> Data extract
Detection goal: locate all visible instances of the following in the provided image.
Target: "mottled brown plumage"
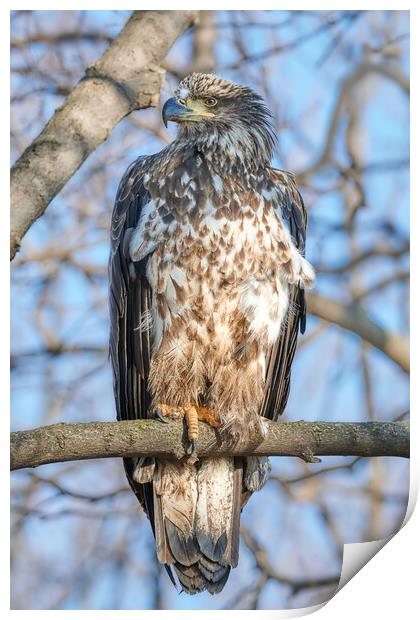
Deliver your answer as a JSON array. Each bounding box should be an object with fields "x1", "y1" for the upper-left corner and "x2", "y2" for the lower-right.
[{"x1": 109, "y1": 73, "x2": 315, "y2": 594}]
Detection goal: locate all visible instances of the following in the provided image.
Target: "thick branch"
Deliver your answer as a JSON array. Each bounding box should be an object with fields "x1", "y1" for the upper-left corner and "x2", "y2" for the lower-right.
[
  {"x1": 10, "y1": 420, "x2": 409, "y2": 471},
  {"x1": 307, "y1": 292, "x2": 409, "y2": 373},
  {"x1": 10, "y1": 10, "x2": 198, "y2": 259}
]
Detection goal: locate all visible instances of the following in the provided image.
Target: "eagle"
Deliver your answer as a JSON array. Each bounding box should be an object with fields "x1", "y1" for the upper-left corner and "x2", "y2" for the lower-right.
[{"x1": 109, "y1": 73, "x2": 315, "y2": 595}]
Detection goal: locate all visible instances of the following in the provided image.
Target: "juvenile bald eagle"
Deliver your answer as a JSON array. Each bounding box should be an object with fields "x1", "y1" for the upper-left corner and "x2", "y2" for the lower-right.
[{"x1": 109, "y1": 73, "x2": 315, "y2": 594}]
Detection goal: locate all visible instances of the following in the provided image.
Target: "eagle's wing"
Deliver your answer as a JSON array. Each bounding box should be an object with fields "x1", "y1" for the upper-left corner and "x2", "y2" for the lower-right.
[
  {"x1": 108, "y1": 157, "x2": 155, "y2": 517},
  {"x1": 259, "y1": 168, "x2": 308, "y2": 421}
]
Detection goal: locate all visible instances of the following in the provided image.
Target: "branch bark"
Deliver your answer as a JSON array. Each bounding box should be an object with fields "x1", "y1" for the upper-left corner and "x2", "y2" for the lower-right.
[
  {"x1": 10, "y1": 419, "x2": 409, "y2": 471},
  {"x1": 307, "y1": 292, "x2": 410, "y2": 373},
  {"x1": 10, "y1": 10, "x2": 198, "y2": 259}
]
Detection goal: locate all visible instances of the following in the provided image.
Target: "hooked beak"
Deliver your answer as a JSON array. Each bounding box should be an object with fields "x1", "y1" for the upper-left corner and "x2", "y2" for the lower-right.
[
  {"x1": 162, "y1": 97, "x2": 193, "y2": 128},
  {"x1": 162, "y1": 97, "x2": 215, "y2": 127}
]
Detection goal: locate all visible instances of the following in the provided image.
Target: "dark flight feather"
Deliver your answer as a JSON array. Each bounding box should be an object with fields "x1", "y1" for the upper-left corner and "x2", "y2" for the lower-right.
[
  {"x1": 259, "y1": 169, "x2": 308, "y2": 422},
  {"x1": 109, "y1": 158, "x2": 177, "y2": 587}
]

> Work item
Would you transcribe each of the entries exactly, skipping the pictures?

> Result
Detection goal: locate all visible instances of the following in the provided image.
Target: "mottled brown plumage"
Deliver your answer as a JSON array. Each bounding box should be an object with fields "x1", "y1" for the upper-left corner and "x2", "y2" for the lower-right.
[{"x1": 109, "y1": 73, "x2": 315, "y2": 594}]
Detection goal: locate all visible instances of the following in the provided image.
Target: "thick branch"
Deliver your answer as a JSON array. Each bounding box should be an object with fields "x1", "y1" for the upper-left corner and "x2", "y2" for the lower-right.
[
  {"x1": 10, "y1": 420, "x2": 409, "y2": 471},
  {"x1": 307, "y1": 292, "x2": 409, "y2": 373},
  {"x1": 10, "y1": 10, "x2": 198, "y2": 259}
]
Detection goal: locate all visible instances of the following in the provided image.
Target: "eagle"
Deliver your answer as a JSON array. Each bounding box should be an object with fields "x1", "y1" for the upper-left corner and "x2", "y2" for the lower-right.
[{"x1": 109, "y1": 73, "x2": 315, "y2": 595}]
Detection goal: locate all visible instances of the following in the provided image.
Target: "juvenile bald eagle"
Deliver your answer as a JSON array. Each bounding box should be an object with fields "x1", "y1" for the upper-left corner and "x2", "y2" for the lower-right.
[{"x1": 109, "y1": 73, "x2": 315, "y2": 594}]
Detection goal: locate all visible instances of the following in the provided image.
Target: "eagle's wing"
Deliver your answer as a JSON array. Each bounding box should be an object with fields "x1", "y1" for the upper-left corner and "x2", "y2" for the lower-right.
[
  {"x1": 108, "y1": 157, "x2": 155, "y2": 517},
  {"x1": 259, "y1": 168, "x2": 308, "y2": 421}
]
Detection goal: locate all visible instances of the following in the provided image.
Target: "branch bark"
Deliver your answer as a JSON array. Each bounding box should be an object with fields "x1", "y1" for the upper-left corner and "x2", "y2" for the lower-right.
[
  {"x1": 10, "y1": 419, "x2": 409, "y2": 471},
  {"x1": 307, "y1": 292, "x2": 410, "y2": 373},
  {"x1": 10, "y1": 10, "x2": 198, "y2": 259}
]
Detection goal: locate all visible instances of the following in the provided image.
Target: "hooked beak"
Deliver your answer as a JSON array. Each bounding box should be an object with fields "x1", "y1" for the upper-left corner and "x2", "y2" for the lower-right.
[
  {"x1": 162, "y1": 97, "x2": 193, "y2": 128},
  {"x1": 162, "y1": 97, "x2": 215, "y2": 127}
]
Detection goal: locate all visible instances of the following in the provided image.
Target: "dark flight feather"
Deliver your answer as a JSON array. Each bounding box should be an object with fields "x1", "y1" for the upper-left corner and "x2", "y2" for the lower-right.
[
  {"x1": 259, "y1": 169, "x2": 308, "y2": 422},
  {"x1": 109, "y1": 158, "x2": 177, "y2": 587}
]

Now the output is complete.